Aufgabe 1 -> Welche beiden Schauspieler wirkten laut dem Textauszug in Hitchcocks „Spellbound“ mit?
Aufgabe 2 -> Verschiebe in allen Einträgen die Koordinaten der Antworten, indem du zu jeder Zahl 72 addierst, und gib sämtliche Zeilen der Einträge samt den Anweisungen erneut aus. Die Bilder lässt du in der Antwort weg.

Das damals Neue war Borges konsequente Ableitung des Bösen als Produkt der menschlichen Psyche. Es gibt keine ‚Schurken‘, d. h. verdammenswerte Zeitgenossen, die um ihres finanziellen Vorteils willen, aus Rache oder perverser Freude ihre Mitmenschen piesacken, sondern Kranke, die für ihr Tun nur bedingt nicht verantwortlich gemacht werden können.
Geisteskrankheit und Geisterglaube liegen in diesem Umfeld recht nahe beieinander. Schon immer hat sich der Mensch vor dem Unbekannten gefürchtet. Dazu zählt ganz sicher die Angst vor dem, dessen Hirn fehlgeschaltet ist und ihn oder sie zu Taten treibt, die manchmal wahrhaft ungeheuerlich sind. Wahnsinnige sind unberechenbar, und das macht sie gleichzeitig zu dankbaren Protagonisten des Psycho-Thrillers.
Lesen und lernen
Borges Ehrgeiz reicht freilich ein wenig weiter. „Tod im Blausee“ ist nicht nur unheimlicher Krimi, sondern auch eine Art Einführung in die Psychoanalyse. Die war um 1940 noch nicht zu jenem kulturellen Allgemeingut geworden, über das sich heute jeder auslassen kann, der regelmäßig die Infotainment-‚Dokumentationen‘ des Privatfernsehens verfolgt, sondern noch ein Buch mit sieben Siegeln. Das kann Borge nachträglich als Entschuldigung anführen, denn gerade diese Passagen muten dem Leser des 21. Jahrhunderts recht zäh und hausbacken an.
Es gibt da eine interessante Parallele: 1945 (und damit deutlich später als „Tod im Blausee“) drehte Meisterregisseur Alfred Hitchcock „Spellbound“ (dt. „Ich kämpfe um dich“) mit Gregory Peck und Ingrid Bergman. In diesem Klassiker finden wir die allzu intensive ‚wissenschaftliche‘ Ernsthaftigkeit wieder, mit der auch Borge sich dem Thema Psychologie widmet.
Ungeachtet der daraus entstehenden Übertreibungen erzählt „Tod im Blausee“ eine spannende, gruselige und sehr unterhaltsame Geschichte. Man könnte freilich einwenden, sie erinnere gar zu sehr an Borges „Døde menn går i land“ (dt. „Tote Männer gehen an Land“) von 1947. Falls dem so ist, hat der Verfasser in fünf Schriftstellerjahren eine Menge gelernt, denn das spätere Werk ist ihm wesentlich eindrucksvoller geraten.

Datenzeilen ->
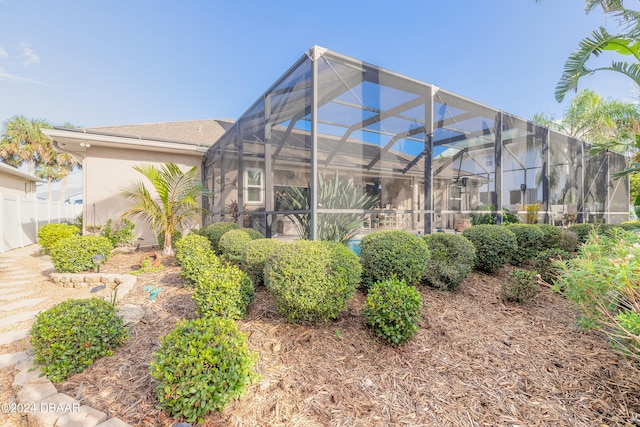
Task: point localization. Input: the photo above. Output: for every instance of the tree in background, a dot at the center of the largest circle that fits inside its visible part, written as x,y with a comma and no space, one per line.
606,123
626,44
23,142
175,203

Ausgabe 1 -> Gregory Peck und Ingrid Bergman.

Ausgabe 2 ->
Task: point localization. Input: the photo above. Output: for every instance of the tree in background, a dot at the center of the largest circle that fits inside its visible part, written as x,y with a comma and no space, one per line.
678,195
698,116
95,214
247,275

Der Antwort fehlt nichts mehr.